TASK DIRECTIONS: Exactly retype the lines from the top of the data through the line containing "the window, locate", leaving out every picture.
*** RECORDS PROVIDED Section Begins ***
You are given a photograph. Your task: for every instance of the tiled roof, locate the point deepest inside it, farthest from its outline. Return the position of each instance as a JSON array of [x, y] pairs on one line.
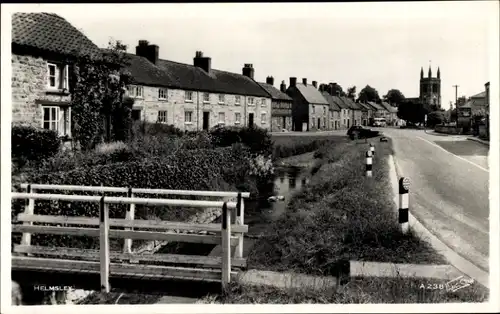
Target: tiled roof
[[388, 107], [275, 93], [340, 103], [50, 32], [311, 94], [350, 103], [331, 102], [480, 95], [188, 77], [365, 106], [376, 106]]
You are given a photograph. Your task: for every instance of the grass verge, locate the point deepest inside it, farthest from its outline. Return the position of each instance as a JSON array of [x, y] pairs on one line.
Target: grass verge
[[357, 291]]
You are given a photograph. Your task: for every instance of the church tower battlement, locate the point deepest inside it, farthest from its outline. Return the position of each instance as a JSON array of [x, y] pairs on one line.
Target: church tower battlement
[[430, 88]]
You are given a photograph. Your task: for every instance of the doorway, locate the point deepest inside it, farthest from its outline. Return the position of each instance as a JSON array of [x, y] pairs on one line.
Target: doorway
[[206, 120]]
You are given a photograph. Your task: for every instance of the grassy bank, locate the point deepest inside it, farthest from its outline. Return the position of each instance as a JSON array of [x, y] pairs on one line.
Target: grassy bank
[[342, 215], [357, 291]]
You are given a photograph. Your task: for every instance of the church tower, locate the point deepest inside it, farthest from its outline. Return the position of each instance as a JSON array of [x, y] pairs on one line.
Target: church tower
[[430, 88]]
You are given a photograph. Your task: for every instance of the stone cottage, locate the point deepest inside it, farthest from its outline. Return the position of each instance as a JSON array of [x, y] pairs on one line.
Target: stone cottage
[[194, 97], [281, 106], [43, 47], [310, 108]]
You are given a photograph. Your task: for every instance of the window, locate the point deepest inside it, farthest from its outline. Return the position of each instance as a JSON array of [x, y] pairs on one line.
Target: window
[[51, 118], [188, 117], [57, 77], [57, 119], [162, 116], [162, 94], [135, 91], [222, 118]]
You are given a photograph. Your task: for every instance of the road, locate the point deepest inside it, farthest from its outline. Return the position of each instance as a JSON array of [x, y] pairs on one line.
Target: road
[[449, 188]]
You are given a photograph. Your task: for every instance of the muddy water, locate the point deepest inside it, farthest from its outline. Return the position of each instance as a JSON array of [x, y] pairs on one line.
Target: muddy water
[[259, 213]]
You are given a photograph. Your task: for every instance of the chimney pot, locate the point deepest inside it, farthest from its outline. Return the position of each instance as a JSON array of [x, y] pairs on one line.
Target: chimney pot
[[248, 70], [270, 80], [283, 87]]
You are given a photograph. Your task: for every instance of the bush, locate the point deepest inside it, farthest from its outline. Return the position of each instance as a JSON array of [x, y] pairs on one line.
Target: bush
[[33, 144], [185, 170]]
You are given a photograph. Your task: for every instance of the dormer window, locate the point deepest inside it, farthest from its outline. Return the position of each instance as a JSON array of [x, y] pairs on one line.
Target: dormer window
[[57, 77]]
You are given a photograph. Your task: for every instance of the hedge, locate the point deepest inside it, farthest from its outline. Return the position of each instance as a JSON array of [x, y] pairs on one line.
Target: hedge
[[33, 144]]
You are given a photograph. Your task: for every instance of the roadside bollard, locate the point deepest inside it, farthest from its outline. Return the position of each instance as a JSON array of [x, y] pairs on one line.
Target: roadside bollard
[[404, 186], [372, 149], [368, 163]]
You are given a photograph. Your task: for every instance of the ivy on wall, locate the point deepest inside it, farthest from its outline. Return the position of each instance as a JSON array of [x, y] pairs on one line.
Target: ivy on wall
[[99, 110]]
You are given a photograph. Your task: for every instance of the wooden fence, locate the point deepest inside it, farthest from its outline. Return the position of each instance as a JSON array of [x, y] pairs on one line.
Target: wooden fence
[[98, 261]]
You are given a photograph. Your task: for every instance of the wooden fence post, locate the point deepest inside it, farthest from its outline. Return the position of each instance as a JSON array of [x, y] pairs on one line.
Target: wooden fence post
[[240, 212], [104, 245], [226, 246], [127, 245], [29, 209]]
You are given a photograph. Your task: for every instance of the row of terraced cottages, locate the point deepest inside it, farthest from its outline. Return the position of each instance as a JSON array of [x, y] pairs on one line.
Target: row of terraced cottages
[[188, 96]]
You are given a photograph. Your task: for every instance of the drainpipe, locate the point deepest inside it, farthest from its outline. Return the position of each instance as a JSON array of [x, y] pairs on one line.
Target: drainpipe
[[198, 111]]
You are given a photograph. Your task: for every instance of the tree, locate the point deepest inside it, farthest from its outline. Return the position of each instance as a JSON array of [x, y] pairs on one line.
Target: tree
[[394, 96], [98, 86], [412, 112], [368, 93], [351, 92]]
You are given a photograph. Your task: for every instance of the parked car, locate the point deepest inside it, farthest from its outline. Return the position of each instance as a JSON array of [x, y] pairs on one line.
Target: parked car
[[357, 131]]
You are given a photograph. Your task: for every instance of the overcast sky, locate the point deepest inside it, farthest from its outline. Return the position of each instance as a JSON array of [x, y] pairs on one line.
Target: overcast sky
[[383, 45]]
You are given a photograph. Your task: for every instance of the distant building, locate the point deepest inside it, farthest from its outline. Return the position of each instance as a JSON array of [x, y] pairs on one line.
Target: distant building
[[430, 89], [310, 108], [281, 106], [194, 97]]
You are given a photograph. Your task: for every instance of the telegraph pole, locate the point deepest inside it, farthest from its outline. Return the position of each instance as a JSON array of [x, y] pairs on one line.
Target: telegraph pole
[[456, 101]]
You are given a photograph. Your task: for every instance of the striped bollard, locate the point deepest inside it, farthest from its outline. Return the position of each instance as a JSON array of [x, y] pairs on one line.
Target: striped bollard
[[372, 149], [404, 185], [369, 164]]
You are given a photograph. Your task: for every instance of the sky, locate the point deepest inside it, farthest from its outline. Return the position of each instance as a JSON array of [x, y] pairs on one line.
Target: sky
[[382, 44]]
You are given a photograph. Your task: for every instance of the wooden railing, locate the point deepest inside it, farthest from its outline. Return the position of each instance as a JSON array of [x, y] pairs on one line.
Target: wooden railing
[[99, 260]]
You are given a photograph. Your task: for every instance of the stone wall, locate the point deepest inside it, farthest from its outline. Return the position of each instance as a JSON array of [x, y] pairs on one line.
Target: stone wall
[[29, 83], [176, 105]]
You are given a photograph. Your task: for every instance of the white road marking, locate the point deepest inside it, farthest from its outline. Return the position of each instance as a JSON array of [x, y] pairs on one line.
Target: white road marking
[[470, 162]]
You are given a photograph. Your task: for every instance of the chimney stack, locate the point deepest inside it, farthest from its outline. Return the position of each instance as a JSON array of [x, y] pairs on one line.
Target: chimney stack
[[204, 63], [248, 70], [283, 87], [270, 80], [145, 50]]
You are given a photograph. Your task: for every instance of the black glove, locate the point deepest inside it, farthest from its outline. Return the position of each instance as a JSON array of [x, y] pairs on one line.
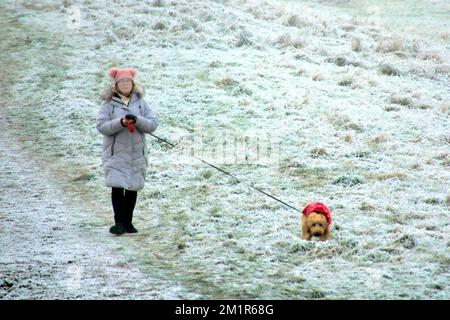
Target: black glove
[[131, 117]]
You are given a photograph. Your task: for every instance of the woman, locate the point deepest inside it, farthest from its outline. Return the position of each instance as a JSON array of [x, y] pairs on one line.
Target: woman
[[124, 119]]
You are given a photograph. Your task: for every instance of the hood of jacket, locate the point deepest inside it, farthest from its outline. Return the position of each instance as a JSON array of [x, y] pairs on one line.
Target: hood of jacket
[[108, 93]]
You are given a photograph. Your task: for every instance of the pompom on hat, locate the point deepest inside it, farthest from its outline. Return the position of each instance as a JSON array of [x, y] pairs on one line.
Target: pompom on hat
[[117, 74], [319, 208]]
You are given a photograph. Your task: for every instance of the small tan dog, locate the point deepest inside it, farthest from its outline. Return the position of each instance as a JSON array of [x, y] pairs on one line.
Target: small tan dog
[[316, 220]]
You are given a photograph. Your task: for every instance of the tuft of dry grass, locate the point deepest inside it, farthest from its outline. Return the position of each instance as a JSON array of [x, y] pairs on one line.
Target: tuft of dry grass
[[318, 152], [379, 139], [294, 20], [401, 100], [389, 176], [390, 45], [388, 70], [431, 55], [356, 44], [287, 41]]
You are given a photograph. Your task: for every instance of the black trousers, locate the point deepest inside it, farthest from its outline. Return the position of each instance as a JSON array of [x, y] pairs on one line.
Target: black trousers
[[123, 202]]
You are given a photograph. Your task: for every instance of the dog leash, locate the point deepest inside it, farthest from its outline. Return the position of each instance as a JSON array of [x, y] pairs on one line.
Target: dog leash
[[231, 175]]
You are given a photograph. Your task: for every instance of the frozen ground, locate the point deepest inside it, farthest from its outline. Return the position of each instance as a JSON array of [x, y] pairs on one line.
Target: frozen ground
[[361, 115]]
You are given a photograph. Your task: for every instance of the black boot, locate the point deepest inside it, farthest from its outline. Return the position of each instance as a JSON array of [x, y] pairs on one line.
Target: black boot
[[118, 229], [118, 203], [130, 202]]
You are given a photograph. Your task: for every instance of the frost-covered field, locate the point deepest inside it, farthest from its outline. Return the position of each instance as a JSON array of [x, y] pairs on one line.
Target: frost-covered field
[[357, 115]]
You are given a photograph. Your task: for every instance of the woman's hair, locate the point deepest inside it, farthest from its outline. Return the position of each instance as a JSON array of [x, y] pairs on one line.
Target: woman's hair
[[108, 93]]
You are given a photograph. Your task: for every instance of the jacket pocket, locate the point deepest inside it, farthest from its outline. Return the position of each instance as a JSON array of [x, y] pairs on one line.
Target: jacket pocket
[[113, 144]]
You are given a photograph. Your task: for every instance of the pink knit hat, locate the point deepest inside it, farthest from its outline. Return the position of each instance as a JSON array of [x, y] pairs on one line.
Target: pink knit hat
[[117, 74]]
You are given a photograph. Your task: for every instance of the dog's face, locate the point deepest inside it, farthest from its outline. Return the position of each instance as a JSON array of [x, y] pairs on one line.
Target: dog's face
[[316, 223]]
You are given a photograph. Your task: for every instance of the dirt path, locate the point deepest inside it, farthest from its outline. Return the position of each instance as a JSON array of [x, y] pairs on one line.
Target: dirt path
[[48, 253]]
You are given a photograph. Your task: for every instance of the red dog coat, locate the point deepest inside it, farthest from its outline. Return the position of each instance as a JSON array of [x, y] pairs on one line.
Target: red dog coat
[[319, 208]]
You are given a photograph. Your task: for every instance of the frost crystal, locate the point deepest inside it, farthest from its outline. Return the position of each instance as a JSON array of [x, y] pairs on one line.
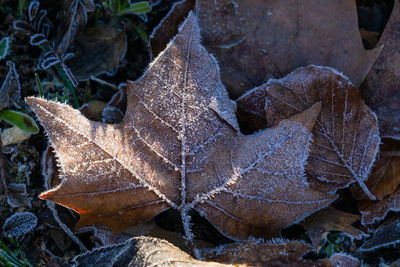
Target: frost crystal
[[19, 224]]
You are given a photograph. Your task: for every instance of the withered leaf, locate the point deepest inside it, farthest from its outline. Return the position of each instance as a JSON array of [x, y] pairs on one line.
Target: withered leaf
[[345, 260], [346, 138], [385, 176], [320, 223], [381, 89], [10, 89], [98, 50], [375, 211], [383, 182], [260, 253], [148, 251], [178, 146], [256, 40]]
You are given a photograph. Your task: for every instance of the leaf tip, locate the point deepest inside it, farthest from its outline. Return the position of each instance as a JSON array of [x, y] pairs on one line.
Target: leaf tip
[[46, 195]]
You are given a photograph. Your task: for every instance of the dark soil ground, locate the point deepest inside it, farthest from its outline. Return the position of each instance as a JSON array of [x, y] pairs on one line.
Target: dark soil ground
[[48, 245]]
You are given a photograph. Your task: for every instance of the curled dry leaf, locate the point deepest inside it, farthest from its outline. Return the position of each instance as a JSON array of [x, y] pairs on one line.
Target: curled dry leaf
[[139, 252], [10, 89], [375, 211], [168, 26], [19, 224], [383, 237], [178, 146], [293, 34], [385, 176], [346, 138], [384, 183], [381, 89], [98, 50], [320, 223], [148, 251], [260, 253], [344, 260]]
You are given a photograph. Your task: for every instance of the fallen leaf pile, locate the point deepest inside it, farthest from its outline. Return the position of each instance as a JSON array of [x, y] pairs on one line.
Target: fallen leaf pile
[[316, 103]]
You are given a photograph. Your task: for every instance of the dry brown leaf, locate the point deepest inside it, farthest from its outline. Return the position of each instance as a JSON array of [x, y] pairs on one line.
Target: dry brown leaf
[[139, 252], [148, 251], [98, 50], [331, 219], [346, 138], [383, 237], [384, 183], [344, 260], [381, 89], [255, 39], [385, 176], [260, 253], [375, 211], [168, 26], [178, 146]]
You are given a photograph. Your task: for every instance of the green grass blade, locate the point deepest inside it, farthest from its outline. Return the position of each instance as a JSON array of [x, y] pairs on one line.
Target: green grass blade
[[20, 120], [4, 45]]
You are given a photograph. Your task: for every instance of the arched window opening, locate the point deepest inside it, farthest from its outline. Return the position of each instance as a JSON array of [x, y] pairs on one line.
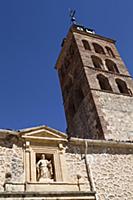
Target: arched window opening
[[110, 52], [111, 66], [98, 48], [86, 44], [79, 96], [97, 62], [122, 86], [104, 83]]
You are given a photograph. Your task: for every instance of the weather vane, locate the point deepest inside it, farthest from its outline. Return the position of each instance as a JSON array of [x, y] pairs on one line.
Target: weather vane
[[72, 15]]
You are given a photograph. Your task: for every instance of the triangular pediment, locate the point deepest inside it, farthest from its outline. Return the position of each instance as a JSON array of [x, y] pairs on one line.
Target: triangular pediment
[[43, 132]]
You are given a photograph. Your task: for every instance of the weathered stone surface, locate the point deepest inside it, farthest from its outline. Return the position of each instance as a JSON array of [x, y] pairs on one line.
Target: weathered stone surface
[[116, 112], [11, 161]]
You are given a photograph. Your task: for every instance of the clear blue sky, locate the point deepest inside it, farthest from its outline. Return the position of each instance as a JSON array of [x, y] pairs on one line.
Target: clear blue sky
[[31, 32]]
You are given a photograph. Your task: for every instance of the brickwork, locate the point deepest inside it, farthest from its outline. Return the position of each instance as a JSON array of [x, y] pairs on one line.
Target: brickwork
[[101, 69]]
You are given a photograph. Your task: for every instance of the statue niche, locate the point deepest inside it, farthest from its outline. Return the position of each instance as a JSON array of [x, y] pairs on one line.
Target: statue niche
[[44, 168]]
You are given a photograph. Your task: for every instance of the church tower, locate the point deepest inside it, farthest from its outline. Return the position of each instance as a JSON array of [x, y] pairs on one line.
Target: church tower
[[96, 87]]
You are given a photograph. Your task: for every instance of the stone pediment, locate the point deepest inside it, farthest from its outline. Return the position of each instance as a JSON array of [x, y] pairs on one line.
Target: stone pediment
[[44, 133]]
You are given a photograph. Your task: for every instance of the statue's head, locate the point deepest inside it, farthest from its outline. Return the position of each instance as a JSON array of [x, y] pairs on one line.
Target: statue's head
[[43, 156]]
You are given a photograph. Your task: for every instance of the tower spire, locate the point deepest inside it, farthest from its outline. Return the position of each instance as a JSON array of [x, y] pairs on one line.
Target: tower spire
[[72, 16]]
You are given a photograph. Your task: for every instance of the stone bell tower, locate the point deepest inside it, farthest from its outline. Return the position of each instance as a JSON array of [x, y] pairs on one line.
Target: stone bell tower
[[96, 87]]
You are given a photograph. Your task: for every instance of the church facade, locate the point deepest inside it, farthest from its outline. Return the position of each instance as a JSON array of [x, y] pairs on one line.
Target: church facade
[[94, 160]]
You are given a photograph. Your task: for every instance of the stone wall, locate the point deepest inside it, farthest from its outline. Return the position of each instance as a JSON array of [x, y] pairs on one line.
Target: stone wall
[[76, 168], [111, 170], [11, 163]]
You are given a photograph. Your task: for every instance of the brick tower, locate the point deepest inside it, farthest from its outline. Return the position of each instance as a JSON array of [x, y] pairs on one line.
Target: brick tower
[[96, 87]]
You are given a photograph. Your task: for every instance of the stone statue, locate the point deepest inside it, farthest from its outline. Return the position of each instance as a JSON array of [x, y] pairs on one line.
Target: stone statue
[[44, 170]]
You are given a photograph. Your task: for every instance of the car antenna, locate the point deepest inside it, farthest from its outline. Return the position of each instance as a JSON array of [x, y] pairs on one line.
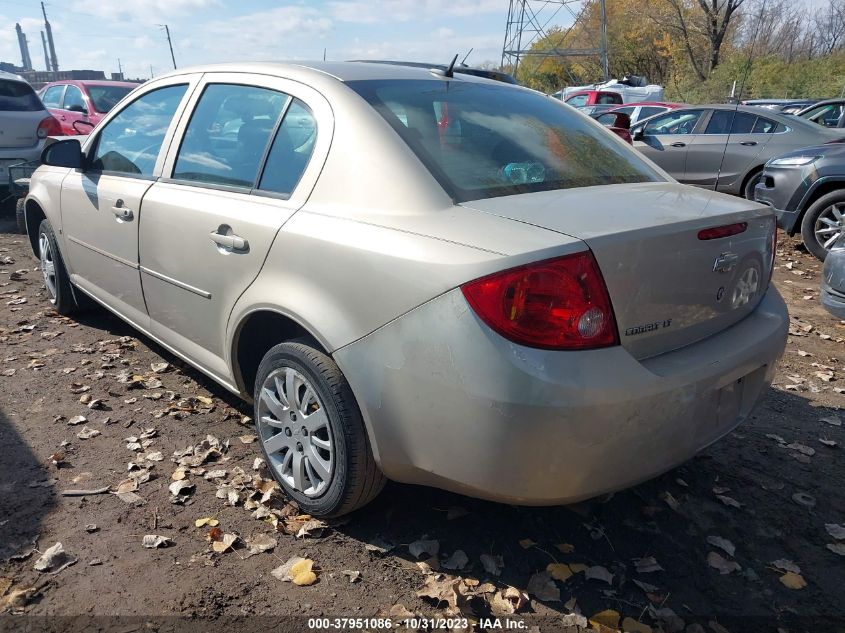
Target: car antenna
[[450, 71]]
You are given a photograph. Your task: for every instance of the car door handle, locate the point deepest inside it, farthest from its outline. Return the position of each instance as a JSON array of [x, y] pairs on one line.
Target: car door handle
[[231, 241], [121, 212]]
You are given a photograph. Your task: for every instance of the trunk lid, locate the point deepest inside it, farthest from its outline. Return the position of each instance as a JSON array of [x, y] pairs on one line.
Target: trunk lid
[[669, 288], [20, 113]]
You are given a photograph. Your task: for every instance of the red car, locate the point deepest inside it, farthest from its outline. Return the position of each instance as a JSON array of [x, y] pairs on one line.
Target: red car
[[79, 105]]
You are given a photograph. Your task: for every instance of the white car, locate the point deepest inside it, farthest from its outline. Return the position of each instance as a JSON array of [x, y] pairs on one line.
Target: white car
[[24, 124]]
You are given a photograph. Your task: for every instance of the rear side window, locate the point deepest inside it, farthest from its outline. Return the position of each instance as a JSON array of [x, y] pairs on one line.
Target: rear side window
[[291, 151], [131, 141], [53, 96], [16, 96], [228, 135], [484, 139]]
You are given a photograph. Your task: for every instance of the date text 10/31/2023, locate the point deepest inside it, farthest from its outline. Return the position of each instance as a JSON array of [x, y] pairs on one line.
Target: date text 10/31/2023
[[414, 623]]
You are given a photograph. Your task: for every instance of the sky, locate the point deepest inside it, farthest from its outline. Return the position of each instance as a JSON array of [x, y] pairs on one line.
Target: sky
[[94, 35]]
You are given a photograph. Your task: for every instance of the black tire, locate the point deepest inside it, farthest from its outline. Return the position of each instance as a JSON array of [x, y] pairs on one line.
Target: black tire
[[356, 479], [753, 179], [63, 300], [20, 215], [808, 222]]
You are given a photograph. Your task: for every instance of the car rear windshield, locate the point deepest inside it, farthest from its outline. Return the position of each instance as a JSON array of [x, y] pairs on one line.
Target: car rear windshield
[[484, 140], [16, 96], [106, 97]]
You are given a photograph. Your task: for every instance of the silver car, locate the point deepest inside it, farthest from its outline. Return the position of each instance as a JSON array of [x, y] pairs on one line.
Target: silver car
[[24, 125], [436, 279], [724, 147]]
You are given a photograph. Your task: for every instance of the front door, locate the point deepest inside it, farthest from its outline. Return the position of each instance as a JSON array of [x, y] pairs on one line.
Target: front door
[[235, 179], [101, 204], [666, 139]]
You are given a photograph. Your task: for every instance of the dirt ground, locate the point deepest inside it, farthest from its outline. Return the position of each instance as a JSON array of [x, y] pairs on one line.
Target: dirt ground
[[769, 489]]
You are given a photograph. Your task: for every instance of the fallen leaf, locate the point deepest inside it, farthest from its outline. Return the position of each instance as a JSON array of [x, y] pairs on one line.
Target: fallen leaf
[[717, 561], [786, 565], [793, 580], [458, 560], [559, 571], [608, 618], [54, 559], [153, 541], [354, 576], [835, 530], [542, 587], [424, 546], [723, 544], [598, 573], [227, 541], [647, 565], [508, 601]]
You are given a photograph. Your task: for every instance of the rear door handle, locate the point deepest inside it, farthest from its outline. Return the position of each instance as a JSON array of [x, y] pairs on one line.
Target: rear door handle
[[121, 212], [231, 242]]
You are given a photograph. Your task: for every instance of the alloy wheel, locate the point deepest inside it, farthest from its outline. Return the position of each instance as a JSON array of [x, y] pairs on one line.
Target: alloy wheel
[[828, 226], [295, 431], [48, 265]]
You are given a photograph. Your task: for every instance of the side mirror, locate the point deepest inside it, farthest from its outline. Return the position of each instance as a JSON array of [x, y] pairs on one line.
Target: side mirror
[[67, 153], [82, 127]]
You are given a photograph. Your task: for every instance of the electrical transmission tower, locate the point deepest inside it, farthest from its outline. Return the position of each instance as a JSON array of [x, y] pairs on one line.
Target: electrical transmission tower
[[529, 22]]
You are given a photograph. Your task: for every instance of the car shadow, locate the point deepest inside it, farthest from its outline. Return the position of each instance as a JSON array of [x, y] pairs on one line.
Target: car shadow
[[26, 493]]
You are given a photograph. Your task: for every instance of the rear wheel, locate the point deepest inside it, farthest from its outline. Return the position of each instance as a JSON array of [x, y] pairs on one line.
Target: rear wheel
[[312, 433], [823, 223], [56, 279]]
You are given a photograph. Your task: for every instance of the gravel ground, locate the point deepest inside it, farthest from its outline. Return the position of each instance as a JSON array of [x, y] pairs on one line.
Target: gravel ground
[[766, 493]]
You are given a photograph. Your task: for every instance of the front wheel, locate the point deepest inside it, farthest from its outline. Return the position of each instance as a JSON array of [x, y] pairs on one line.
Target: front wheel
[[56, 279], [823, 224], [312, 433]]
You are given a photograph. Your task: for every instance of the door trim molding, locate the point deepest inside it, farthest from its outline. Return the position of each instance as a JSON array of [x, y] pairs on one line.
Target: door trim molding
[[179, 284], [100, 251]]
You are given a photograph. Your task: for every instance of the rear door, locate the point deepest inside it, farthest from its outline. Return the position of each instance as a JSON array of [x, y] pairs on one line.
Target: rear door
[[730, 144], [101, 205], [249, 155], [666, 139]]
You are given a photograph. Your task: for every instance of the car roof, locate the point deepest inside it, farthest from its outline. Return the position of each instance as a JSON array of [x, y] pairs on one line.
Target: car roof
[[341, 71]]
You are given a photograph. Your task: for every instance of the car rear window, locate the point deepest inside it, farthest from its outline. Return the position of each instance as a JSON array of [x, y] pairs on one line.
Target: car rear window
[[16, 96], [484, 140]]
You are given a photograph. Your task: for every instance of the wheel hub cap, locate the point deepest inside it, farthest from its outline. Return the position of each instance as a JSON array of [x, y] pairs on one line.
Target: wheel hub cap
[[295, 431], [48, 266], [829, 226]]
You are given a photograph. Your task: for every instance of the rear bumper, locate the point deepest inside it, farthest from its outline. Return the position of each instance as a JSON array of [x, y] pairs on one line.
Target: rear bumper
[[451, 404]]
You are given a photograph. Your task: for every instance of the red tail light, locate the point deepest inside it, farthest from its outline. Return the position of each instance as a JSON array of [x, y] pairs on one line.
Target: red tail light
[[49, 126], [555, 304]]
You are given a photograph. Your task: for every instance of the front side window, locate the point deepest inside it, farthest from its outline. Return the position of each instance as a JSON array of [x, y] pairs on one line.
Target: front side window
[[483, 140], [677, 122], [105, 97], [73, 100], [53, 96], [131, 141], [228, 135], [292, 148]]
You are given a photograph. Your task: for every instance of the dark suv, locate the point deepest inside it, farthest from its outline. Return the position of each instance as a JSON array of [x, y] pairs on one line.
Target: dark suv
[[806, 188]]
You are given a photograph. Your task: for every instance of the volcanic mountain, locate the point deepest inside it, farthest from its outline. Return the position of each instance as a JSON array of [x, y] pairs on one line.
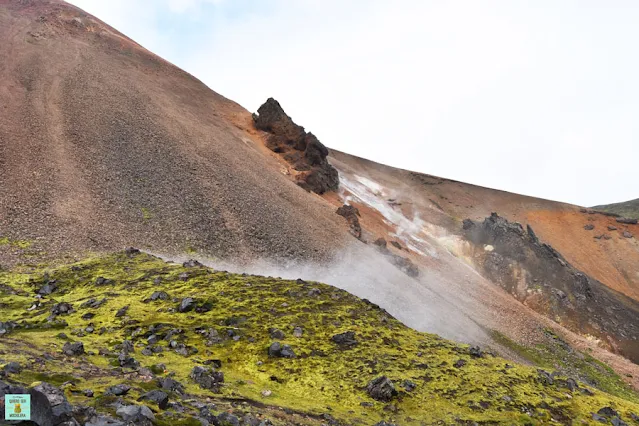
*** RECORDS PROVIDED Section Ends ***
EXPECTED OUTPUT:
You are given a photograph. Your task: for every instance of the tiled roof, locate the point deepest inside it, farthest from its outline. Return the position of each instance as a JSON array of [x, y] pairs on one line.
Target: tiled roof
[[388, 107], [275, 93], [340, 103], [50, 32], [311, 94], [350, 103], [331, 102], [480, 95], [188, 77], [365, 106], [376, 106]]
You are given a photograph. Your task: for every instance of the grass verge, locate the point deepest inside it, farthest from its outline. Return the position of each instance as a JSON array of [x, y] pairs on one line.
Target: grass verge
[[357, 291]]
You are given a photograph. Your task: for every instance of the church tower battlement, locate the point deepest inside it, farthest from its outline. Return the position of each instance as a JSON array of [x, y] pairs on one line.
Target: church tower battlement
[[430, 88]]
You are given a photograph. Your task: for every instance of the doorway, locate the point deepest inside it, farthest from its outline. Return the position of each instance as a JSON array of [x, y] pairs on one line.
Target: doorway
[[206, 120]]
You are given a photograph. Your task: for every instance of the grassy bank, locate the point deepest inside it, farthest from its outline. Return the position of each instance as a JSON array of [x, y] pairs on one line.
Target: grassy bank
[[342, 215], [357, 291]]
You are given a photograph. Your task: for every instance of the church tower, locate the point deepest inside it, farthest from its outline. Return the position of each instance as a JSON array of [x, y] pairs on one line.
Target: church tower
[[430, 88]]
You are given a photograph. Your task: for every instance of the stone cottage, locate the point deepest inside it, farthest from its outline. Return the position of each instance as a JSON array of [x, y] pairs on one line.
Target: stone cottage
[[194, 97], [281, 106], [43, 47], [310, 108]]
You are given a photograph. Your task: for every instance of the window, locate the point deepest inside it, farthest from its outline. Return the position of each instance as a JSON array of [x, y] pairs on one line.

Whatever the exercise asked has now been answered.